Salah satu sumber data primer bagi
penelitian arkeologi disamping prasasti, yang tergolong ke dalam artefak
bertulisan adalah naskah-naskah kuna. Dari naskah-naskah kuna yang tersisa maka
aspek-aspek sosial masa lalu masih dapat
diketahui dan direkonstruksi kembali.
Begitu pula dengan Kerajaan Sunda di
Jawa Barat yang keberadaan telah diketahui setidaknya dari Prasasti Rakyan Juru
Pangambat. Prasasti yang dibuat oleh Sri
Jayabhupati ini berangka tahun 932 M (854 C). Sebagai sebuah kerajaan besar
yang berdaulat dan merdeka dimana keberadaannya selama hampir 600 tahun dan
pada akhirnya harus jatuh pada tahun 1579 M,
tampak terasa sedikit ironis karena hanya meninggalkan jejak-jejak
budaya material yang amat minim dibandingkan dengan kerajaan-kerajaan sejaman
di Jawa Tengah dan Jawa Timur. Meskipun
demikian keberadaan Kerajaan Sunda masih dapat direkonstruksi berdasarkan
naskah-naskah kuna yang tersisa, khususnya pada masa akhir Kerajaan Sunda(
sekitar abad 15-16 M).
Pengertian naskah-naskah Sunda kuna
adalah naskah yang dibuat di wilayah Sunda (Jawa Barat) atau yang berkaitan
dengan kehidupan masyarakat Sunda masa lalu. Melalui naskah-naskah inilah
masalah religi (sebagai salah satu aspek kebudayaan) khususnya alam fikiran
masyarakat Sunda kuna mengenai aspek religi akan dibahas dan dicari benang
merahnya dengan aspek sosial budaya yang terjadi pada masa itu melalui
pendekatan teori fungsional.

## DATA
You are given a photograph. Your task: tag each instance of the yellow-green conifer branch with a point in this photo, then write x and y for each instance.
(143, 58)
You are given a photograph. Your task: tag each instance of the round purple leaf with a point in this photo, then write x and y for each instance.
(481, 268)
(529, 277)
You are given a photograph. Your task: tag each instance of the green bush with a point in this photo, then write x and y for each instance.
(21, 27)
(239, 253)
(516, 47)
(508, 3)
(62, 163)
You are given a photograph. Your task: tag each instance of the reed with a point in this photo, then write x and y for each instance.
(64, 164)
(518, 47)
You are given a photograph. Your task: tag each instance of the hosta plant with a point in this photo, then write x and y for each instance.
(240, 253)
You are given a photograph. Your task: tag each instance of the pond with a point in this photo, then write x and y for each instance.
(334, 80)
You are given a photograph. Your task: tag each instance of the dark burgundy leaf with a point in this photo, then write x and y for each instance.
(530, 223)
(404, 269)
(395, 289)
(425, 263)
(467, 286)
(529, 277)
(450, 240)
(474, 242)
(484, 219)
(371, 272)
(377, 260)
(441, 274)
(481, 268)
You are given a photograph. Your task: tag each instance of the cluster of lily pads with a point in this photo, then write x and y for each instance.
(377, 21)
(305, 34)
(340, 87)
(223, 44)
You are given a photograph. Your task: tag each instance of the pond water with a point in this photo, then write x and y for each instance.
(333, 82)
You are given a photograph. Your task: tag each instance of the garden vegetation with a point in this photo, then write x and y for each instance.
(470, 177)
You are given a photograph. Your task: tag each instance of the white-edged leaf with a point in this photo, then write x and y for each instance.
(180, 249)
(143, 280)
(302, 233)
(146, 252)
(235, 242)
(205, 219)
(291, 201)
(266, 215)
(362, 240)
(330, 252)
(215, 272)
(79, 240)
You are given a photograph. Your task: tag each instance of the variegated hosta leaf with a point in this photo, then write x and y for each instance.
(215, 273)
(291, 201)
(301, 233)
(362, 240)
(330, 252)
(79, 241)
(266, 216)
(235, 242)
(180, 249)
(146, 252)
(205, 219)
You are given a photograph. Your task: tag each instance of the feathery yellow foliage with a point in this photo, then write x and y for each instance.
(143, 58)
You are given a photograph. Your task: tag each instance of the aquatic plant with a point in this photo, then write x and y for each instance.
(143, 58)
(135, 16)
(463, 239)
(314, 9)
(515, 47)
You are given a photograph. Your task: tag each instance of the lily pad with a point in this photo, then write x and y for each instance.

## SOAL
Sunting kutipan teks tentang naskah Sunda kuna dari "Pengertian naskah-naskah Sunda" sampai dengan "pendekatan teori fungsional.", lalu tuliskan kembali bagian itu dengan "teori fungsional" diganti menjadi "teori struktural".

## JAWABAN
Pengertian naskah-naskah Sunda kuna
adalah naskah yang dibuat di wilayah Sunda (Jawa Barat) atau yang berkaitan
dengan kehidupan masyarakat Sunda masa lalu. Melalui naskah-naskah inilah
masalah religi (sebagai salah satu aspek kebudayaan) khususnya alam fikiran
masyarakat Sunda kuna mengenai aspek religi akan dibahas dan dicari benang
merahnya dengan aspek sosial budaya yang terjadi pada masa itu melalui
pendekatan teori struktural.